======== 読解文
露光の終わった版を現像液に入れる。1、2分で像が現れ始め、7、8分で現像が終了する。この時、感光液がちりめん状になることがある。これは露光不足や感光液の感想不足と思われる。
現像が終わった版を水洗いする。水洗いはシャワー状にして行う。はじめは柔らかい水圧で、次に一気に強い水圧で行う。この時、手のひらでそっと撫でる。
水洗いが終わったら、乾燥させる。乾燥は温風を用いる。(後焼き)後焼きをすることによって、版にしっかりと像が定着する。さらに版を強くしたいときは日光(紫外線)に当てる。(1時間から半日)
(注1 現像液は新品または、2回までの使用が望ましい。)
(注2 感光液、現像液を扱うときは、有機溶剤用の防毒マスクを使用すること。)
(注3 1のから3までの作業は暗室にて行うこと。)
4 腐蝕
露光、現像の終わった銅版の裏に裏止めニスを塗り、防蝕膜とする。この時点では塩化ビニールは不向きである。(感光液を取るときにシンナーを使うので。)
腐蝕させたくないところがあれば、液体グランドで目止めをしておく。
腐蝕液に銅版を入れる。腐蝕液は塩化第二鉄が望ましい。(硝酸では強すぎて感光液が剥がれてしまう。)腐蝕時間は好みにもよるが、5〜20分とする。
一回目の腐蝕を終えたら水洗いした後、銅版クリーナーに浸け、もう一度水洗いする。
フィルムに網かけをしていない場合は、その上にアクアチントを行う。網かけしてある場合はそのままでも良い。(私の場合、150線の網がかかっているが、写真の冷たさを嫌うため、アクアチントを20分行う。)
フォトエッチングの行程が終わったら、感光液をラッカーシンナーで落とす。(古くなった現像液でも代用できる。)感光液が落ちにくい場合は、歯ブラシを使ってこすると落ちやすい。
(塩化第二鉄はグランド膜の時は、20Be〜42Beの間で良いが、TPRの感光液の時は14Be〜15Beの間が望ましい。)
5 エッチング
フォトエッチングの行程を終えたら通常のエッチング作業にはいる。
エッチング、アクアチント、その他の行程を繰り返し行い、好みの作品に仕上げていく。
6 刷り(雁皮刷り)準備
まず、純雁皮紙を用意し、銅版の上にのせ、雁皮の伸びを考えてカットする。(雁皮紙は濡れると長い方に伸びる)
(糊の用意)大和糊に一割程度の木工用ボンド(水性)を混ぜ、水で溶く。この時水は徐々に入れていく。
================
======== 提供項目
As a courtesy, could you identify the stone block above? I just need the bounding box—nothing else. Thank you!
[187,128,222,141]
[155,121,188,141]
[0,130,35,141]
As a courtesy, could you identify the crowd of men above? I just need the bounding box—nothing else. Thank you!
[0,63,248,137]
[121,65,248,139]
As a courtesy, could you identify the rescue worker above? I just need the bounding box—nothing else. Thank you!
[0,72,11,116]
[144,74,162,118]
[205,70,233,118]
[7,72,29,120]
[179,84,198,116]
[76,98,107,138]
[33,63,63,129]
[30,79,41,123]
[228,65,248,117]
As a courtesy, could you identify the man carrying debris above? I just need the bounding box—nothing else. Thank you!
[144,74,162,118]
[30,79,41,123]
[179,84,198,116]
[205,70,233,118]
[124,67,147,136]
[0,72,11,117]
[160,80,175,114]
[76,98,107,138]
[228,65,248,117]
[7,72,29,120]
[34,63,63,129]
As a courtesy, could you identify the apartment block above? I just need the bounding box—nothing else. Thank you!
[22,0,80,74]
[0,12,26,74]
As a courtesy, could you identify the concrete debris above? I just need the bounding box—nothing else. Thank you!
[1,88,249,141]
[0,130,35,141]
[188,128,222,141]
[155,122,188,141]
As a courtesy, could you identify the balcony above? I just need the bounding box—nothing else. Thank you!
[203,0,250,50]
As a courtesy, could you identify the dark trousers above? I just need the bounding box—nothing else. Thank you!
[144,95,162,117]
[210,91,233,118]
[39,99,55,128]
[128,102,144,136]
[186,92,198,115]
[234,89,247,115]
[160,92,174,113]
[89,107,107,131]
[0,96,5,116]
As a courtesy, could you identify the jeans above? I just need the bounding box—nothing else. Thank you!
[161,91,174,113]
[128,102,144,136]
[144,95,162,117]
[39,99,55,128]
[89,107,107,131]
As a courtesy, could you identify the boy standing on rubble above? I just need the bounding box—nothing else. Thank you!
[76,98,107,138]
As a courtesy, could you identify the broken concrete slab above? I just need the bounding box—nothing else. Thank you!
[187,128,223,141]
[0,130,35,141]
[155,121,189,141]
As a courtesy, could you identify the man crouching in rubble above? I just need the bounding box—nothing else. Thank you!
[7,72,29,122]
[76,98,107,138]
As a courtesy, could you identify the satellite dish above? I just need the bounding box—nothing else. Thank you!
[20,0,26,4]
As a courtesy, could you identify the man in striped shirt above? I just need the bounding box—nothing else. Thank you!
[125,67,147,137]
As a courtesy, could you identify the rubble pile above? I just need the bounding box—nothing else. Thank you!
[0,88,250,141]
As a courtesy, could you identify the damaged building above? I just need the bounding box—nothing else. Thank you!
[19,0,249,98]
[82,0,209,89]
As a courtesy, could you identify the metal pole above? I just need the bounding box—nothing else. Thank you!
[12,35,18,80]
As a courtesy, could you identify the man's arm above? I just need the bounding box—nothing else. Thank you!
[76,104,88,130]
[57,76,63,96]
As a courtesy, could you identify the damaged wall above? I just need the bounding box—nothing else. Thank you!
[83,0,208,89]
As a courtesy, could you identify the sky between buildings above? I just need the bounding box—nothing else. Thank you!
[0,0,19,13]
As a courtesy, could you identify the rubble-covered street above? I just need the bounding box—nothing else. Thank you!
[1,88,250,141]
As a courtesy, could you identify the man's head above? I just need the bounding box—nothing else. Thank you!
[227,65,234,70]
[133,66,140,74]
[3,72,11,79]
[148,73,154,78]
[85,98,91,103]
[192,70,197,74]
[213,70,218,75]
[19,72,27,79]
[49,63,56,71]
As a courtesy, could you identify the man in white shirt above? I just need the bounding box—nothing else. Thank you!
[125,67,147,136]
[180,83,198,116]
================
指示 A:
読解文について、次の問いに答えなさい。
(i) 版を現像液に入れてから現像が終了するまで、何分かかるか。
(ii) 腐蝕液として望ましいとされているものは何か。
(iii) フォトエッチングの行程が終わったあと、感光液は何で落とすか。
指示 B:
項目のうち「As a courtesy, could you identify the sky」を含む行から項目の最後の行までを、空行を除いてMarkdownの表に書き直しなさい。列は「番号」と「内容」の二つとし、各行に通し番号を付けること。
読解文と項目のあいだには何の関係もない。

解答例 A:
(i) 7、8分で現像が終了する。
(ii) 塩化第二鉄が望ましいとされている。
(iii) ラッカーシンナーで落とす。

解答例 B:
| 番号 | 内容 |
|---|---|
| 1 | As a courtesy, could you identify the sky between buildings above? I just need the bounding box—nothing else. Thank you! |
| 2 | [0,0,19,13] |
| 3 | As a courtesy, could you identify the rubble-covered street above? I just need the bounding box—nothing else. Thank you! |
| 4 | [1,88,250,141] |
| 5 | As a courtesy, could you identify the man's head above? I just need the bounding box—nothing else. Thank you! |
| 6 | [227,65,234,70] |
| 7 | [133,66,140,74] |
| 8 | [3,72,11,79] |
| 9 | [148,73,154,78] |
| 10 | [85,98,91,103] |
| 11 | [192,70,197,74] |
| 12 | [213,70,218,75] |
| 13 | [19,72,27,79] |
| 14 | [49,63,56,71] |
| 15 | As a courtesy, could you identify the man in white shirt above? I just need the bounding box—nothing else. Thank you! |
| 16 | [125,67,147,136] |
| 17 | [180,83,198,116] |